_Section de texte_

▬▬▬▬▬▬

Université de GenèveDécouverte de cellules qui pourraient renforcer la lutte contre le cancer
Des chercheurs ont constaté avec surprise que les neutrophiles peuvent soit combattre les tumeurs, soit les favoriser. En favorisant les bons, l’immunothérapie devrait être plus efficace.
- par
- Comm/M.P.
L’immunothérapie consiste à activer des cellules immunitaires (principalement les lymphocytes T) pour qu’elles reconnaissent et détruisent les cellules cancéreuses. Si ce traitement fonctionne très bien chez certains malades, pour qui les résultats vont parfois au-delà des espérances, il reste malheureusement peu efficace dans la majorité des cas. Et les raisons de ces échecs restent encore bien mystérieuses.
Des scientifiques de l’Université de Genève (UNIGE), de la Harvard Medical School et du Ludwig Cancer Center se sont penchés sur les neutrophiles. Ce sont les cellules immunitaires les plus abondantes dans le sang, très utiles lors d’infections ou de blessures car rapidement mobilisables sur la zone touchée où elles libèrent des facteurs antimicrobiens. En revanche, dans le contexte du cancer, leur présence est en général une mauvaise nouvelle car ces neutrophiles favorisent la progression des tumeurs.
Une action positive inattendue
Afin de comprendre leur rôle exact dans le cancer, les scientifiques ont observé ces cellules lors de l’administration de traitements antitumoraux à des souris porteuses de cancer du poumon et de cancer colorectal. Or, dans les tumeurs réagissant bien aux traitements, le nombre de neutrophiles augmentait significativement. «Ces premiers résultats étant en contradiction avec ce que l’on savait du rôle des neutrophiles dans le cancer, nous avons voulu aller plus loin pour comprendre pourquoi», détaille Allon Klein, professeur associé en biologie des systèmes à la Harvard Medical School, qui a codirigé ces travaux publiés ce 30 mars dans la revue «Cell».

▬▬▬▬▬▬

_Extraits de données_
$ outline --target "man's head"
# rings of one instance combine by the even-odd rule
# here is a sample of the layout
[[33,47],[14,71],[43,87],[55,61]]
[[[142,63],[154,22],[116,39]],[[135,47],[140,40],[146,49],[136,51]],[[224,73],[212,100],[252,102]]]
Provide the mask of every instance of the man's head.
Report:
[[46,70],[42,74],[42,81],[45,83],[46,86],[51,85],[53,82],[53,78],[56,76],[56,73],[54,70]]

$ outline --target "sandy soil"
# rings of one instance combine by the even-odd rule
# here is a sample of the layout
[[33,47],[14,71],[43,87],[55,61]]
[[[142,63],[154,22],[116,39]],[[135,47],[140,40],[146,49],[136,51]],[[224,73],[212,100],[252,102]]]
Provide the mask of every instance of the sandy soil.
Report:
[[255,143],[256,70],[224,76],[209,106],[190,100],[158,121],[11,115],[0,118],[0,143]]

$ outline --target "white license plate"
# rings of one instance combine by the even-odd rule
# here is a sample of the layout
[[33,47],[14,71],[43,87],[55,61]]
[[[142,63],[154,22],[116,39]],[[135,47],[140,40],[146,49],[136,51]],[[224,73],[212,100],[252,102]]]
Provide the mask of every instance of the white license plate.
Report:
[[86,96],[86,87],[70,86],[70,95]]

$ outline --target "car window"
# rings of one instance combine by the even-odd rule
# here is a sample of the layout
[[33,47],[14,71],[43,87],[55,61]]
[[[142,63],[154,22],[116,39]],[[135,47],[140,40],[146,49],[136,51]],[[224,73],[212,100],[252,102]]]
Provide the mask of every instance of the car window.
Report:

▬▬▬▬▬▬

_Exercices_
1 - D'après le texte sur les neutrophiles et le cancer, dans quelle revue les travaux codirigés par Allon Klein ont-ils été publiés ?
2 - Reprenez le texte sur les neutrophiles et le cancer à la suite de sa dernière phrase.

_Réponses par exercice_
1 - Dans la revue « Cell ».

2 -
Les scientifiques genevois et américains ont alors mis au point des expériences inédites permettant de comparer les traitements anticancéreux réussis et ceux qui ne le sont pas, puis d’analyser individuellement les cellules d’intérêt dans leurs plus fins détails. «Nous avons alors découvert que les neutrophiles sont en fait beaucoup plus diversifiés qu’on ne le pensait auparavant: ceux que nous observons lors de la réponse de l’organisme aux immunothérapies, très différents de ceux détectés dans des tumeurs en progression, sont en effet porteurs de marqueurs distincts. Et si nous bloquons la réponse de ces neutrophiles particuliers, les bénéfices du traitement disparaissent.»
Un effet indirect insoupçonné
Ces résultats sont d’autant plus surprenants que les traitements administrés ne visaient pas directement les neutrophiles; il s’agit donc d’un effet indirect encore insoupçonné. Ainsi, les neutrophiles ne constituent pas une population homogène mais peuvent être, selon les circonstances, pro ou antitumoraux. De plus, les neutrophiles luttant contre une infection bactérienne ou une blessure sont connus pour leur fort pouvoir cytotoxique, c’est-à-dire capable de détruire des cellules. C’est également le cas des neutrophiles antitumoraux qui peuvent générer des molécules pour les relâcher ensuite au cœur de la tumeur, d’où leur intérêt thérapeutique.
Les neutrophiles sont produits dans la moelle osseuse avant de circuler dans le sang puis dans les tissus. «Il semblerait que le destin des neutrophiles pro ou antitumoraux se dessine déjà dans la moelle osseuse. Serait-il possible d’influer sur ce destin pour mieux lutter contre les tumeurs? Nous poursuivons nos recherches en ce sens», explique Mikaël Pittet, professeur à la Faculté de médecine de l’Université de Genève, qui a dirigé ces travaux. Ces résultats prometteurs, qui démontrent que les neutrophiles peuvent être mobilisés pour lutter contre le cancer, ouvrent la voie à de nouvelles approches thérapeutiques qui pourraient rendre les immunothérapies actuelles beaucoup plus efficaces.